- _THE TASK_:
Nothing may be dropped or altered: reproduce all the data.

**** DATASET ROWS

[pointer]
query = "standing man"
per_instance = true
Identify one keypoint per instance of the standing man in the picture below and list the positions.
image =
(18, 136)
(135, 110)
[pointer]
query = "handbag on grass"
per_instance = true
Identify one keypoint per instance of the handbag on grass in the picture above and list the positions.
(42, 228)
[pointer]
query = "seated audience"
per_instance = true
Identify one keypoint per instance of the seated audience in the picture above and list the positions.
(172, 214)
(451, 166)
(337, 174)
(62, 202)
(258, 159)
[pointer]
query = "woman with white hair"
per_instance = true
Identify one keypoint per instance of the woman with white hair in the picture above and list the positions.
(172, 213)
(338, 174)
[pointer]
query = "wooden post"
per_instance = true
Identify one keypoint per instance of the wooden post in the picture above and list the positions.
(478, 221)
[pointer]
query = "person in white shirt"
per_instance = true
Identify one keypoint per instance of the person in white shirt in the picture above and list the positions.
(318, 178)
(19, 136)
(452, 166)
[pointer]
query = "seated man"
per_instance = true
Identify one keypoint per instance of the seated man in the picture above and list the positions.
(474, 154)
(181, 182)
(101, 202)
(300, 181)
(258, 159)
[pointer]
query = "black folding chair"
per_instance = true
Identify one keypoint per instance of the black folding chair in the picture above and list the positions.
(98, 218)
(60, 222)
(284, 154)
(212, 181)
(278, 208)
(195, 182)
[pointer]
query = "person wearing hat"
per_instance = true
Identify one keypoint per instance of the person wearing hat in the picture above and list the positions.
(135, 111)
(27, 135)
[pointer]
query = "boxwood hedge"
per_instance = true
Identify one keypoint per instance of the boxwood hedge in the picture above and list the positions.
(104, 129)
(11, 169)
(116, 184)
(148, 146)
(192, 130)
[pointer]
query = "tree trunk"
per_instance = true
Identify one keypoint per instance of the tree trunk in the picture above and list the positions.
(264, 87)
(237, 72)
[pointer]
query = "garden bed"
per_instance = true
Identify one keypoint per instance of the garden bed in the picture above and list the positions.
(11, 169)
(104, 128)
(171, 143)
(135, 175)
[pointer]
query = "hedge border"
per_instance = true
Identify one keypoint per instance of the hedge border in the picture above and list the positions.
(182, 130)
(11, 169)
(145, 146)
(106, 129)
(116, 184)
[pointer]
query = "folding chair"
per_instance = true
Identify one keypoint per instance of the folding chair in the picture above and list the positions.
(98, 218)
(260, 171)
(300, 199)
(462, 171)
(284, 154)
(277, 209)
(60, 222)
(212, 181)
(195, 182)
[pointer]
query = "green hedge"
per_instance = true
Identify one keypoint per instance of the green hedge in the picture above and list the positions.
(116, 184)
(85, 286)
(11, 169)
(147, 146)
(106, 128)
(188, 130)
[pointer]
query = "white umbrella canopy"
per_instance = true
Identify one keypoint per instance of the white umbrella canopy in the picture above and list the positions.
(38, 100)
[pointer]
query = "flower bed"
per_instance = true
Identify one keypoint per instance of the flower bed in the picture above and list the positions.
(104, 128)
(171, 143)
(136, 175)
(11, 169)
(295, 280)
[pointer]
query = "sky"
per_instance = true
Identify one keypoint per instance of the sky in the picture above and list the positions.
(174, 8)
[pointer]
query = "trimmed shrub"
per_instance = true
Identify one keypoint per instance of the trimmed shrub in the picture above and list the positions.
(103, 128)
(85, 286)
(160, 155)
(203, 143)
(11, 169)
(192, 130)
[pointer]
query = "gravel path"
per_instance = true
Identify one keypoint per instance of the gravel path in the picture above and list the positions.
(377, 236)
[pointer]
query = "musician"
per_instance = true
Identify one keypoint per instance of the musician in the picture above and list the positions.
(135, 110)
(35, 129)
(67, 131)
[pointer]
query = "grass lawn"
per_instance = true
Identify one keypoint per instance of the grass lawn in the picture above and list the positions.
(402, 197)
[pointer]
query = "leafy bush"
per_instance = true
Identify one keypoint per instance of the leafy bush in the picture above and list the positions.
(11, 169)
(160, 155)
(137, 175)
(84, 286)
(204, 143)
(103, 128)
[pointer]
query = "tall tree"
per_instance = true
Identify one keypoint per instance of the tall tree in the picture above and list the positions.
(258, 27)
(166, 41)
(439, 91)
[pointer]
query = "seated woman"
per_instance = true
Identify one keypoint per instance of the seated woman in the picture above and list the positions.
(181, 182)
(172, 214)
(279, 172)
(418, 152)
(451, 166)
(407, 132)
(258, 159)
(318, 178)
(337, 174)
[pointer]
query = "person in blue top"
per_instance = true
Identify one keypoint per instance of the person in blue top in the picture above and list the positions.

********

- _ANSWER TO THIS PROBLEM_:
[pointer]
query = "standing man"
per_instance = true
Identify one keypoint per instance of the standing man in the picture below and list the positions.
image =
(18, 136)
(135, 110)
[pointer]
query = "handbag on grass"
per_instance = true
Identify one keypoint per instance of the handbag on grass in the picture above and list the positions.
(42, 228)
[pointer]
query = "seated audience"
per_instance = true
Identify one keypoint per instance of the seated audience in the picture above and list the positions.
(172, 214)
(451, 166)
(337, 174)
(62, 202)
(258, 159)
[pointer]
query = "woman with white hair"
per_instance = true
Identify one keypoint per instance of the woman with white hair in the picture above and list the positions.
(172, 213)
(338, 174)
[pointer]
query = "wooden post"
per_instance = true
Identify one keypoint per instance of the wooden post in the picture above and list the positions.
(478, 221)
[pointer]
query = "person in white shirt"
per_instance = true
Identify one keypoint per instance of the person in white shirt in the picture above and list the positions.
(318, 178)
(19, 136)
(452, 166)
[pointer]
query = "seated man"
per_instance = true
Identify one keypoint per instance of the seated man in the picture above and list the positions.
(474, 154)
(181, 182)
(101, 202)
(300, 181)
(258, 159)
[pointer]
query = "black folding chair"
per_instance = true
Identify one keypoint per instance of the black folding chair in the picture above and list the positions.
(98, 218)
(60, 222)
(284, 154)
(212, 181)
(278, 208)
(195, 182)
[pointer]
query = "person wearing hat"
per_instance = true
Identify one keypoint per instance of the person wearing hat in the picture above and list the positions.
(135, 111)
(27, 135)
[pointer]
query = "boxwood hedge"
per_instance = true
Identify one keypoint per instance of the boxwood hedge in the picture above and list the positions.
(104, 129)
(11, 169)
(116, 184)
(148, 146)
(192, 130)
[pointer]
query = "tree trunk"
per_instance = true
Identify one keypoint per instance of the tree trunk in the picture above and list the positions.
(264, 87)
(237, 72)
[pointer]
query = "garden bed"
per_instance = true
Identify one keypoint per instance of the garden bed in the picture above and list the positions.
(11, 169)
(104, 128)
(171, 143)
(135, 175)
[pointer]
query = "hedge border"
per_instance = true
Identify one keypoint per instance of the hedge border in the picture above and list the positions.
(182, 130)
(11, 169)
(145, 146)
(106, 129)
(116, 184)
[pointer]
query = "folding chair"
per_instance = true
Identify one keypoint per instance of the folding chair in the picture above and list the positions.
(98, 218)
(260, 171)
(300, 199)
(462, 171)
(284, 154)
(277, 209)
(60, 222)
(212, 181)
(195, 182)
[pointer]
query = "green hedge"
per_instance = true
Identify one keypoint per instance of the green hedge in the picture above and list the positions.
(116, 184)
(85, 286)
(11, 169)
(147, 146)
(106, 128)
(188, 130)
[pointer]
query = "white umbrella canopy"
per_instance = true
Identify one keypoint per instance of the white umbrella canopy in the picture above and list the positions.
(38, 100)
[pointer]
query = "flower bed"
per_instance = true
Identify one keypoint per instance of the flower bed in the picture above and list the positions.
(104, 128)
(171, 143)
(136, 175)
(11, 169)
(295, 280)
[pointer]
query = "sky"
per_instance = true
Identify one keypoint per instance of the sky in the picture above and list the positions.
(174, 8)
[pointer]
query = "trimmed shrub"
per_instance = true
Identify one keypoint per instance of the trimmed shrub in the picture above and list the positions.
(103, 128)
(85, 286)
(160, 155)
(203, 143)
(11, 169)
(192, 130)
[pointer]
query = "gravel path"
per_instance = true
Identify one keypoint per instance of the gravel path in the picture above and list the positions.
(377, 236)
[pointer]
query = "musician"
per_instance = true
Identify one keypoint per instance of the musician in the picture above and list the positions.
(135, 110)
(35, 129)
(67, 131)
[pointer]
query = "grass lawn"
per_instance = true
Identify one keypoint per instance of the grass lawn in the picture above and list the positions.
(402, 197)
[pointer]
query = "leafy bush"
per_instance = true
Identify one keypoint per instance of the leafy bush in the picture above and list the positions.
(11, 169)
(160, 155)
(137, 175)
(84, 286)
(204, 143)
(103, 128)
[pointer]
query = "tall tree"
per_instance = true
Identify one keypoint per instance of the tall tree in the picture above and list the positions.
(258, 27)
(166, 41)
(439, 91)
[pointer]
query = "seated woman"
per_instance = true
Identify one keypoint per instance of the seated woman in the picture above and list the positions.
(181, 182)
(172, 214)
(279, 172)
(418, 152)
(451, 166)
(407, 132)
(258, 159)
(318, 178)
(337, 174)
[pointer]
query = "person in blue top"
per_instance = true
Identify one keypoint per instance of the person in blue top in the picture above and list the positions.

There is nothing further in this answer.